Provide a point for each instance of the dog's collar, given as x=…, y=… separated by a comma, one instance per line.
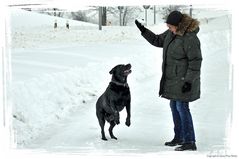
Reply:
x=120, y=84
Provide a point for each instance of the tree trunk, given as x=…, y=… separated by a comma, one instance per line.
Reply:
x=104, y=16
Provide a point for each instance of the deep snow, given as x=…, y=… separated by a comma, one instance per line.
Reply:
x=57, y=76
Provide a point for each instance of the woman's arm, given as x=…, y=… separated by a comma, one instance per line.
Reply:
x=156, y=40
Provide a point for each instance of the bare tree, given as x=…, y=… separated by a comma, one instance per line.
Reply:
x=165, y=10
x=80, y=15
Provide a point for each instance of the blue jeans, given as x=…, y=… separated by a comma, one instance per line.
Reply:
x=183, y=123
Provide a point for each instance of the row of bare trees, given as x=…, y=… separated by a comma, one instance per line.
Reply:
x=122, y=15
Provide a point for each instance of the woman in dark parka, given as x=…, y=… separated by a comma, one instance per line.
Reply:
x=180, y=82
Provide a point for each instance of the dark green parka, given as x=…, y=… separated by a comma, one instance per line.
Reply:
x=181, y=60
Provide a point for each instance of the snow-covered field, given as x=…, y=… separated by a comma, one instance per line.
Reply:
x=57, y=76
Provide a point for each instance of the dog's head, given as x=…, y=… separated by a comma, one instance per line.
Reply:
x=121, y=72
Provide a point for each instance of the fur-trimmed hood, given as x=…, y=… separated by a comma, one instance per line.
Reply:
x=187, y=24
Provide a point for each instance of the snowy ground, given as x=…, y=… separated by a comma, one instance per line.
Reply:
x=57, y=76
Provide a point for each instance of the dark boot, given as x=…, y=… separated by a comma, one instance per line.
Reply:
x=187, y=147
x=174, y=142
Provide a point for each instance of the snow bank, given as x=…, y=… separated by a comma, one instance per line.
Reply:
x=39, y=102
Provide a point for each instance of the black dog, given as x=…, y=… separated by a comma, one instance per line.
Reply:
x=114, y=99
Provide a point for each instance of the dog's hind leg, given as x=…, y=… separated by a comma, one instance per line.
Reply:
x=102, y=125
x=112, y=125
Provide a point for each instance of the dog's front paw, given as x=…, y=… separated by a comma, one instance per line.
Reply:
x=127, y=122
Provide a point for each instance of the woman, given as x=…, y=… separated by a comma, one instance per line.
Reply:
x=180, y=81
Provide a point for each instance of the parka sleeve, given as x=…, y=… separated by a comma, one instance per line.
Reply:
x=156, y=40
x=193, y=51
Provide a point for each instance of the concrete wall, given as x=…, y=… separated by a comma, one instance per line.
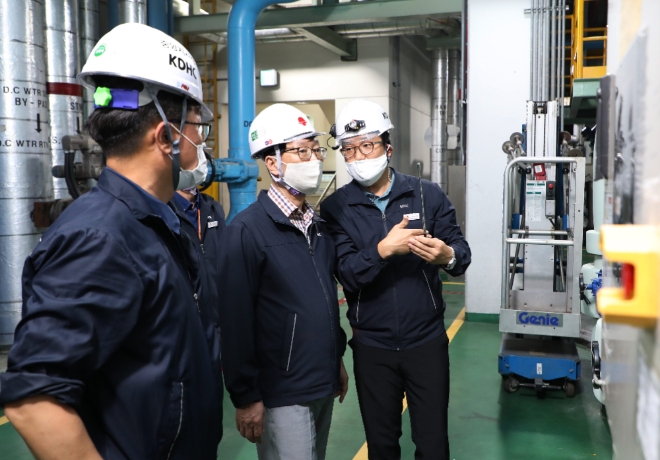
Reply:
x=497, y=88
x=410, y=103
x=316, y=76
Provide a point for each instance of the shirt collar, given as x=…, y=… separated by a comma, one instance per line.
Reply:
x=114, y=183
x=185, y=204
x=283, y=202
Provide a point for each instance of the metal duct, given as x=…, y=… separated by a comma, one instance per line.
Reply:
x=132, y=11
x=547, y=50
x=24, y=147
x=439, y=118
x=89, y=35
x=64, y=92
x=453, y=107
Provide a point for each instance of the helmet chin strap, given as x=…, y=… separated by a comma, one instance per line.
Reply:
x=176, y=148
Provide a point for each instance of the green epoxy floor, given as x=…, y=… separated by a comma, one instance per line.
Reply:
x=484, y=422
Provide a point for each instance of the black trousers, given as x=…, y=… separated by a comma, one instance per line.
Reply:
x=382, y=376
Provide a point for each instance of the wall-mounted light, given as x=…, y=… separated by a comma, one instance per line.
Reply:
x=269, y=77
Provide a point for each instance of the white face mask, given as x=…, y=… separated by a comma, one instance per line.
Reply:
x=367, y=172
x=192, y=178
x=305, y=176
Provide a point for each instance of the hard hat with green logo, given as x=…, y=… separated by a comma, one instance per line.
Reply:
x=145, y=54
x=279, y=124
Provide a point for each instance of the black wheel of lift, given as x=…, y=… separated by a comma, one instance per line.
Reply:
x=569, y=388
x=510, y=384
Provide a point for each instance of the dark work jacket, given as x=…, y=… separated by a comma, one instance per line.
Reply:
x=212, y=220
x=111, y=327
x=281, y=339
x=395, y=303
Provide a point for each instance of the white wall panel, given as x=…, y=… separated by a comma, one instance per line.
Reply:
x=498, y=86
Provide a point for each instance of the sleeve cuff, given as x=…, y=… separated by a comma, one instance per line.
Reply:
x=245, y=399
x=15, y=386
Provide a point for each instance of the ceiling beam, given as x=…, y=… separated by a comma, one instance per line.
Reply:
x=443, y=43
x=326, y=15
x=330, y=40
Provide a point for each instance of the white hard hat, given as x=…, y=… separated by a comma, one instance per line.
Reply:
x=142, y=53
x=279, y=124
x=361, y=117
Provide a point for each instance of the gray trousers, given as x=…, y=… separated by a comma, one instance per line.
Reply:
x=297, y=432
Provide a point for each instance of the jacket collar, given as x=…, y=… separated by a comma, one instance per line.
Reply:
x=141, y=204
x=275, y=213
x=356, y=193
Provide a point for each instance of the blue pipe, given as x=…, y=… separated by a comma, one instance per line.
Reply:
x=158, y=15
x=113, y=13
x=241, y=66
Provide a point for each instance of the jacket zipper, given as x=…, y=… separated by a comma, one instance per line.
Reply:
x=178, y=430
x=327, y=300
x=430, y=291
x=293, y=334
x=396, y=303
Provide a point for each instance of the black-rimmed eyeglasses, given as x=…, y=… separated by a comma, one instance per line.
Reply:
x=305, y=153
x=203, y=128
x=365, y=148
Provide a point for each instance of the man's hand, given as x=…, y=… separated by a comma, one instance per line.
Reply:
x=432, y=250
x=250, y=421
x=50, y=429
x=396, y=241
x=343, y=383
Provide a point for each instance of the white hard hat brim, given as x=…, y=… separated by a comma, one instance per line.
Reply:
x=86, y=80
x=258, y=154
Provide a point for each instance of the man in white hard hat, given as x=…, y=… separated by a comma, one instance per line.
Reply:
x=282, y=342
x=115, y=357
x=389, y=270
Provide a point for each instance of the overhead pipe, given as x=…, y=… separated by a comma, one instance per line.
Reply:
x=439, y=118
x=160, y=15
x=24, y=148
x=89, y=35
x=453, y=105
x=64, y=92
x=241, y=67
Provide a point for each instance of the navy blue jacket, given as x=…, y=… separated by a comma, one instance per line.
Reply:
x=281, y=339
x=212, y=220
x=394, y=303
x=112, y=328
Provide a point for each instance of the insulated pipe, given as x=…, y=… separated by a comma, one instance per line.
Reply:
x=132, y=11
x=89, y=35
x=439, y=118
x=241, y=68
x=544, y=53
x=553, y=47
x=158, y=15
x=24, y=147
x=64, y=92
x=533, y=53
x=453, y=107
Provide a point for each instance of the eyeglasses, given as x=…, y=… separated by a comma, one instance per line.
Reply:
x=305, y=153
x=204, y=129
x=365, y=148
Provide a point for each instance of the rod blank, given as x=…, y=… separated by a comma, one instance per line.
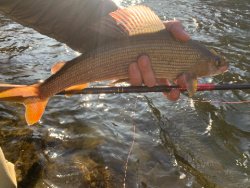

WHAT YOU ARE ASKED TO DO » Reproduce the whole listing above word for word, dropping each image.

ANSWER TO THIS PROBLEM »
Provide a point for each instance of the dog's collar, given as x=…, y=… separated by a comma, one instance per line.
Reply:
x=120, y=84
Provide a point for each instance of the tree trunk, given as x=…, y=… separated by a comma, one instance per line.
Reply:
x=104, y=16
Provide a point for each instance of the deep snow, given as x=…, y=… separated by a comma, one instance per line.
Reply:
x=57, y=76
Provide a point for each instance of the woman's arm, given as x=…, y=… separated by a comma, one instance per line.
Reply:
x=156, y=40
Provide a point for each instance of the bare tree, given as x=…, y=… separated by a comma, one instance per line.
Reply:
x=165, y=10
x=80, y=15
Provide a point for each instance of the blue jeans, given as x=…, y=… separated by a comma, one instance per line.
Reply:
x=183, y=123
Provide a point for each instance of the row of bare trees, given as x=…, y=… separated by a comma, one instance per line.
Reply:
x=122, y=15
Provide a point for each instance of the woman in dark parka, given as x=…, y=… separated by a comma, one instance per line.
Reply:
x=180, y=82
Provide a point for each instance of the dark green parka, given as x=…, y=… separated by a comma, one instance per line.
Reply:
x=181, y=60
Provide a point for each instance of the snow-covered field, given as x=…, y=… separated by a comma, one instance per line.
Reply:
x=57, y=76
Provide a point for each instance of the dog's head, given as x=…, y=… separated by a comma, one instance per line.
Reply:
x=121, y=72
Provide a point for each instance of the fur-trimmed hood, given as x=…, y=… separated by a comma, one instance per line.
Reply:
x=187, y=24
Provide a point for each instance of the snowy ground, given as x=…, y=… separated by a comma, one instance per line.
Reply:
x=57, y=76
Provide a point for each instance of the dark boot, given as x=…, y=… separated by a comma, one instance per line.
Reply:
x=187, y=147
x=174, y=142
Provide a point for each instance of the snow bank, given as x=…, y=… separated by a comma, one instance per line.
Reply:
x=39, y=102
Provide a point for each instance of the black dog, given as x=…, y=… separated by a comma, one instance per line.
Reply:
x=114, y=99
Provide a point for each instance of the dog's hind leg, given as x=…, y=… separated by a comma, one instance per line.
Reply:
x=102, y=125
x=112, y=125
Provide a point for each instance of the dog's front paw, given as x=…, y=… separated by a comma, one instance per line.
Reply:
x=127, y=122
Provide a point for each instance of the woman, given as x=…, y=… separated by a comma, one instance per line.
Reply:
x=180, y=81
Provide a point for each instance of the parka sleeve, given as x=…, y=… separated by a comma, one instance per line.
Reply:
x=156, y=40
x=193, y=51
Provide a point for each instance of the concrete wall, given as x=…, y=… separated by a comma, one instance per line.
Reply:
x=497, y=88
x=410, y=103
x=316, y=76
Provide a point for each instance of the shirt collar, given as x=…, y=… separated by a comma, one instance per line.
Reply:
x=114, y=183
x=185, y=204
x=283, y=202
Provide a point for each instance of the metal duct, given as x=…, y=… separated by a comma, one instance per line.
Reply:
x=132, y=11
x=547, y=50
x=24, y=147
x=439, y=118
x=89, y=35
x=64, y=92
x=453, y=107
Provide a point for each instance of the helmet chin strap, given as x=…, y=… separated by a comma, one instance per line.
Reply:
x=176, y=148
Provide a point for each instance of the green epoxy floor, given as x=…, y=… separated by a comma, one instance per line.
Reply:
x=484, y=422
Provide a point for each instance of the black trousers, given as x=…, y=… separated by a comma, one instance per line.
Reply:
x=382, y=376
Provide a point for each instance of the wall-mounted light, given as x=…, y=… separated by a comma, one instance per line.
Reply:
x=269, y=77
Provide a point for each instance of the white face mask, given as x=…, y=… separated by a comma, one instance per line.
Reply:
x=367, y=172
x=192, y=178
x=305, y=176
Provide a point for each instance of the hard hat with green logo, given as x=…, y=… separated by a comma, one instance per line.
Reply:
x=145, y=54
x=279, y=124
Provide a point for each instance of the black wheel of lift, given as x=…, y=… separated by a comma, one instance per line.
Reply:
x=569, y=388
x=510, y=384
Provide a point for each instance of the dark work jacket, given as x=…, y=… separated by a comma, one instance per line.
Reply:
x=212, y=220
x=111, y=327
x=281, y=339
x=395, y=303
Provide a point for each instance of the white wall panel, given as x=…, y=… separated by a comma, one instance per line.
Reply:
x=498, y=86
Provide a point for each instance of the sleeve cuff, given as x=…, y=… separated by a comma, one instance per line.
Reply:
x=245, y=399
x=15, y=386
Provide a point for each instance of the ceiling beam, given as x=…, y=… separated by a comma, one instance per line.
Reply:
x=443, y=43
x=326, y=15
x=330, y=40
Provide a point for each instance of the white hard hat, given as x=…, y=… separated by a comma, one instance per line.
Reply:
x=142, y=53
x=279, y=124
x=361, y=117
Provide a point for each instance of the gray trousers, given as x=…, y=… separated by a comma, one instance per line.
Reply:
x=297, y=432
Provide a point for each instance of the jacket collar, given as x=…, y=… separated by a comma, one instance per line.
Reply:
x=141, y=204
x=275, y=213
x=356, y=193
Provide a point for each instance of the blue pipe, given as x=…, y=… separated by a comma, one instance per line.
Reply:
x=158, y=15
x=113, y=13
x=241, y=66
Provide a point for each instance of the jacket zipper, given as x=…, y=… separated by a comma, one instance per line.
Reply:
x=178, y=430
x=327, y=300
x=430, y=291
x=293, y=334
x=396, y=303
Provide a point for each instance of the black-rimmed eyeglasses, given as x=…, y=… separated by a comma, one instance per line.
Reply:
x=305, y=153
x=203, y=128
x=365, y=148
Provide a point for each instance of the man's hand, given as x=…, y=… separated by a comma, one instance per line.
Reply:
x=432, y=250
x=250, y=421
x=50, y=429
x=396, y=241
x=343, y=383
Provide a point for each instance of the white hard hat brim, given as x=…, y=… separated by a comma, one instance per line.
Reply:
x=86, y=80
x=258, y=154
Provide a point for each instance of the man in white hard hat, given as x=…, y=… separated by a comma, one instance per line.
Reply:
x=282, y=342
x=115, y=357
x=389, y=270
Provide a point for each instance of the overhead pipe, given as x=…, y=… separated by a comma, one instance per line.
Reply:
x=439, y=118
x=160, y=15
x=24, y=148
x=89, y=35
x=453, y=105
x=64, y=92
x=241, y=67
Provide a point for each instance of the navy blue jacket, given as x=…, y=… separated by a comma, one instance per line.
Reply:
x=281, y=339
x=212, y=220
x=394, y=303
x=112, y=328
Provide a point for each instance of the insulated pipe, given as x=…, y=… separated by a comma, one instance per line.
Reply:
x=132, y=11
x=89, y=35
x=439, y=118
x=241, y=68
x=544, y=53
x=553, y=47
x=158, y=15
x=24, y=147
x=64, y=92
x=533, y=53
x=453, y=107
Provide a point for each instance of the eyeglasses, given as x=…, y=… separated by a comma, one instance per line.
Reply:
x=305, y=153
x=204, y=129
x=365, y=148
Provide a point for each instance of the rod blank, given as x=…, y=… separated by a comma, one instance per line.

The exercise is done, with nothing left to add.